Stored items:
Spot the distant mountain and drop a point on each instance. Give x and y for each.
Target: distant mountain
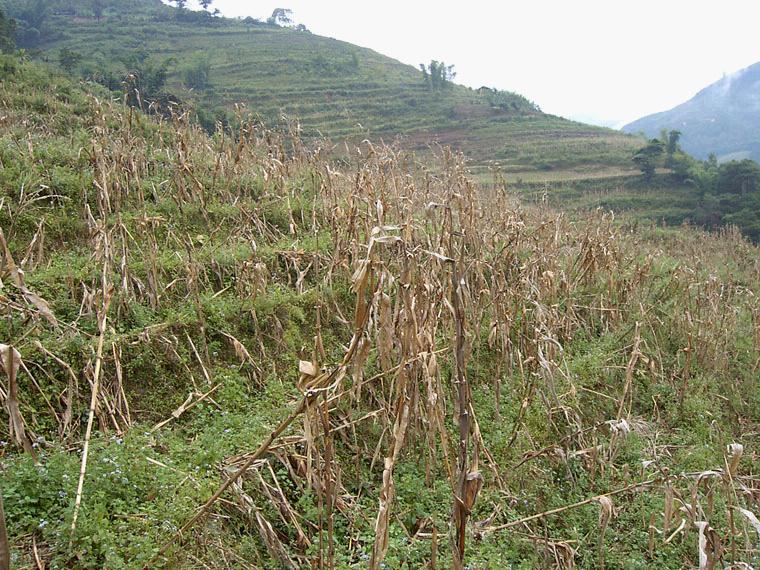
(723, 118)
(334, 88)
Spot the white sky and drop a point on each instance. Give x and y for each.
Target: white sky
(601, 61)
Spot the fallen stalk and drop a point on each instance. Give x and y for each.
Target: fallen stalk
(93, 404)
(588, 501)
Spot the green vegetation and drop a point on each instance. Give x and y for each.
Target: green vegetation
(213, 286)
(7, 33)
(332, 88)
(437, 75)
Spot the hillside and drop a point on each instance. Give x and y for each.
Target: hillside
(300, 345)
(331, 87)
(722, 119)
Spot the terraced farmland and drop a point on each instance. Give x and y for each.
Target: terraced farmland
(333, 88)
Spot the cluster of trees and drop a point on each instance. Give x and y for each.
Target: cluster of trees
(437, 75)
(507, 101)
(7, 33)
(30, 18)
(727, 193)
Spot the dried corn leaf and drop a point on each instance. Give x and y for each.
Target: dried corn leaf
(751, 518)
(10, 362)
(273, 543)
(735, 452)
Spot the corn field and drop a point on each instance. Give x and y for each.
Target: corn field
(460, 381)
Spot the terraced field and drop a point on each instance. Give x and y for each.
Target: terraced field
(334, 88)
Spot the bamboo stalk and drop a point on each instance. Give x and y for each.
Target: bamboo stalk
(5, 548)
(93, 402)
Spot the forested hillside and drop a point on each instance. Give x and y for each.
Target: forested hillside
(722, 119)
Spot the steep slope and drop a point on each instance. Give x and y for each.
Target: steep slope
(193, 273)
(332, 87)
(723, 118)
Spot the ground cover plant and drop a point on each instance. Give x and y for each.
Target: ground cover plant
(234, 351)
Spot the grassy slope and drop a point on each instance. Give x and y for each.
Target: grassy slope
(200, 245)
(314, 79)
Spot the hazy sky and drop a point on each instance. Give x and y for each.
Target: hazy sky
(602, 61)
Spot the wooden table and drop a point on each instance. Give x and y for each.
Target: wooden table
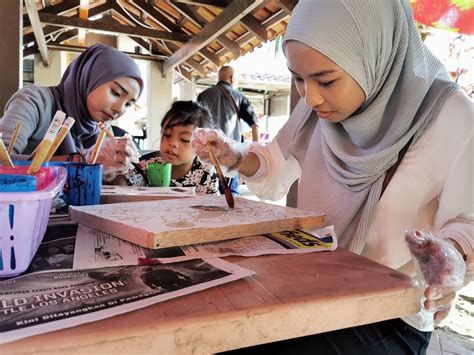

### To do
Because the copy must hold no pictures, return only the lines that run from the line containing "Target: steep slope" to the end of the data above, each exactly as it stands.

### Output
Target: steep slope
(193, 273)
(332, 87)
(723, 118)
Spot the ground cover plant and drop a point on each instance. Give x and y for each.
Target: ground cover plant
(234, 351)
Spot the grassy slope and drop a point on each instance. Give x and y for each.
Target: grassy slope
(200, 245)
(314, 79)
Spot the hazy sky and drop a point on each instance. Give x and y for each.
Target: hazy sky
(602, 61)
Spot the wooden table and drop a point on each instance. Give x and y for each.
Target: wooden table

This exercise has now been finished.